- **WORK INSTRUCTIONS**:
Answer these questions using the passage on impact hammer calibration.
1. What kind of sensors pick up the shock response at the points of investigation?
2. Which standard are most spring impact hammer test devices designed according to?
3. In the dynamic calibration method, how is the reference force determined?

The main purpose of impact tests applied by an impact hammer is to determine the test structure’s impulse responses, mode shapes, resonances, and damping by using acceleration sensors, which pick up the shock response at specific points of investigation [5].
One of the important usages of the spring impact hammer is to define the specifications of the impact test, such as: substrates, which have drawn significant importance in glass tools (such as covers, sensor, and display windows). Due to the brittleness of glass is the critical issue to restricting its application, several properties of glass strength can be determined by the spring impact hammer [6]. Most of the spring impact hammers test devices are designed according to IEC60068-2-75 standard, where after applying the impact with the hammer, the tested items are examined with accessibility probes to determine access to chock, energy, and injury hazards.
The metrological characterization and determining the uncertainty budget related to the calibration results of the spring hammers is an important topic to be considered. Factors affecting the impact hammer results have gained importance to satisfy measurement accuracy demands which meet the quality management requirements. Several researchers have investigated the calibration methodology of hammers. Most of these articles have discussed the calibration proceeding based on the methodology mentioned in IEC 60068-2-75 as a basic for evaluating the capabilities of a specific sample to resist a specified harshness of impact force [7]. It is used especially to demonstrate an allowable level of robustness when evaluating the safety of a particular product and is the foremost intended for the testing of technical items. It consists of a predetermined number of impacts in predetermined directions applying to the specimen defined by the energy of impact [8]. Another method was developed to focus on dynamic calibrations following primary methods for the traceable measurement of the hammer force pulse. The reference force is determined as the product of the mass and acceleration of the reaction mass body, with the mass value obtained by weighing, and the time-dependent acceleration determined by acceleration measurements [9, 10]. Figure 2 illustrates the principle of the dynamic impact hammer calibration.
1-bearing, 2-drag pointer, 3-pendulum, 4-release base, 5-release device, 6-scale plate, 7- impact point
(a)
(b)

- **MATERIAL SHOWN**:
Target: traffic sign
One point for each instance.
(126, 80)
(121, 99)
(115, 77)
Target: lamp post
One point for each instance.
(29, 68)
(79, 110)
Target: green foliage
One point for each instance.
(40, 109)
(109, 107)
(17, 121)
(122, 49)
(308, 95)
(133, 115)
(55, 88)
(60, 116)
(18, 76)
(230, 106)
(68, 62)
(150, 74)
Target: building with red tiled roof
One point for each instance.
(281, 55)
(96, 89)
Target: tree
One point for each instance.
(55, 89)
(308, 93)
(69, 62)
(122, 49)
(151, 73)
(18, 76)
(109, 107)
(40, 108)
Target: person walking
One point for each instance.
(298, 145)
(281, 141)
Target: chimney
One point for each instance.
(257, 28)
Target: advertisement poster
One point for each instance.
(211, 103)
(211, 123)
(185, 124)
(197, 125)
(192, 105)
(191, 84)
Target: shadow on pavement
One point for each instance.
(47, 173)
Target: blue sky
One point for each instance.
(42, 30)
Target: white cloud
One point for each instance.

- **SOLUTION TO THE EXERCISE**:
1. Acceleration sensors.
2. IEC 60068-2-75.
3. It is the product of the mass and acceleration of the reaction mass body. The mass is obtained by weighing, and the time-dependent acceleration comes from acceleration measurements.